◆ **Excerpted passage**
Example of speeding up training with AR and IOT

StaceyOnIOT has a nice post on how AR and IOT are used to improve the training process during these times of Covid.

The end result is good.

Wileman said that the company hires some 50 new people a year and saves about $1,200 per employee in training costs. So while PBC still has a hiring challenge, it is able to use IoT, robotics, and AR to get new staff trained more quickly and at a lower cost, which makes it less painful when those staff members eventually leave.

And the nice thing is the AR is being used to harvest the knowledge of the experienced.

AR helps scale the expertise held by an older employee or the maker of the machine by turning that expertise into software and sharing it, via heads-up displays, to any new worker.

With Covid AR and VR are all getting more traction.

Another shift for Gen Z thinking, files and folders are old concepts

The Verge has a post making the observation that the Gen Z as a group do not use files and folders the way past have done. The last paragraph highlights the change.

His advice to fellow educators: Get ready. “This is not gonna go away,” he says. “You’re not gonna go back to the way things were. You have to accept it. The sooner that you accept that things change, the better.”

◆ **Check your understanding**
(a) In the blog post, copy out the text between "Wileman said that" and "getting more traction.", inclusive.
(b) Render this sentence from the blog post in Spanish: "AR helps scale the expertise held by an older employee or the maker of the machine by turning that expertise into software and sharing it, via heads-up displays, to any new worker."
(c) Write the next part of the blog post on AR training and Gen Z habits, starting after its final sentence.

◆ **Data to examine**
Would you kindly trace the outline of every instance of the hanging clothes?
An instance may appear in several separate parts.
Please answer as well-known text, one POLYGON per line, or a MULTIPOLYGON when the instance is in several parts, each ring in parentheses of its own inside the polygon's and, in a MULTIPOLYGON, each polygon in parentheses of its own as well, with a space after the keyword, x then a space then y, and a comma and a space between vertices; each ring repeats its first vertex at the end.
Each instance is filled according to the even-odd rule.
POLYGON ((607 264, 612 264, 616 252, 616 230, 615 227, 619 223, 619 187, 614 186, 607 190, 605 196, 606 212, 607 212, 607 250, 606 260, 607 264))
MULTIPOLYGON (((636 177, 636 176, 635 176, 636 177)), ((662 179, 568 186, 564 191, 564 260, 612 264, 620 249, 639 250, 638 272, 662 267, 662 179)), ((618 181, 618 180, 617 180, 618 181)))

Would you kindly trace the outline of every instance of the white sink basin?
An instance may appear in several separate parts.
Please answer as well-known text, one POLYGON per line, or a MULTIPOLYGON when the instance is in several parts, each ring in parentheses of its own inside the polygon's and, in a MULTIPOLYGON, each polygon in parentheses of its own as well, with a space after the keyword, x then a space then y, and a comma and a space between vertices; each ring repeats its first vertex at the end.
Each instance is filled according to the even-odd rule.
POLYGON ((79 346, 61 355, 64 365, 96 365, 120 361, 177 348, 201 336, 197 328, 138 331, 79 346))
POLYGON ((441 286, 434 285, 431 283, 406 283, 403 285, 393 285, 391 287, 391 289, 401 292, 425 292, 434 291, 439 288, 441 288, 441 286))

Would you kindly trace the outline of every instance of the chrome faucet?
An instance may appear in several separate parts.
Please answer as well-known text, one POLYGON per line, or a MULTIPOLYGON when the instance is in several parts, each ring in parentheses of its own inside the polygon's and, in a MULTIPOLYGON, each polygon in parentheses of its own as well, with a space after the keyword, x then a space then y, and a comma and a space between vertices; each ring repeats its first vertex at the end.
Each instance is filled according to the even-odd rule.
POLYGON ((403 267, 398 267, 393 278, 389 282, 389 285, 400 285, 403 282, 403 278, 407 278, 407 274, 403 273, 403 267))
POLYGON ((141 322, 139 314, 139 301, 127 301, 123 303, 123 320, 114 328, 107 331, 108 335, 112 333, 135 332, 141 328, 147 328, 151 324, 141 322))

◆ **Results in order**
(a)
Wileman said that the company hires some 50 new people a year and saves about $1,200 per employee in training costs. So while PBC still has a hiring challenge, it is able to use IoT, robotics, and AR to get new staff trained more quickly and at a lower cost, which makes it less painful when those staff members eventually leave.

And the nice thing is the AR is being used to harvest the knowledge of the experienced.

AR helps scale the expertise held by an older employee or the maker of the machine by turning that expertise into software and sharing it, via heads-up displays, to any new worker.

With Covid AR and VR are all getting more traction.

(b) La RA ayuda a escalar la pericia de un empleado de más edad o del fabricante de la máquina al convertir esa pericia en software y compartirla, mediante pantallas de visualización frontal, con cualquier trabajador nuevo.

(c)
What is the change? Many more students do not think like paper processes which has files and folders. The concept of a file cabinet is obsolete like a fax machine.

Professors have a hard time with this issue.

It’s a difficult concept to get across, though. Directory structure isn’t just unintuitive to students — it’s so intuitive to professors that they have difficulty figuring out how to explain it. “Those of us who have been around a while know what a file is, but I was at a bit of a loss to explain it,”

There are so many things that Gen Z does differently than the older people and getting Gen Z to do things the way things have always been done will just get harder.

Example of Gen Z difference - Phone on vibrate

My kids are 19 and 17 and they both have their phones on vibrate so I am aware of this habit, but until The Guardian put this article out I did realize how big this habit is.

A survey has found only a fraction of 16- to 24-year-olds think phone calls are remotely important - so they’ve put their phones on vibrate

Well, actually, loud ringtones are over. A survey by the tech analyst Sensor Tower has shown that the number of ringtone downloads slumped by almost a quarter in the UK between 2016 and 2020 – from 4.6m to 3.7m.

The data shows less ring tones. And also part of the vibrate is hiding the amount of time they r being contacted.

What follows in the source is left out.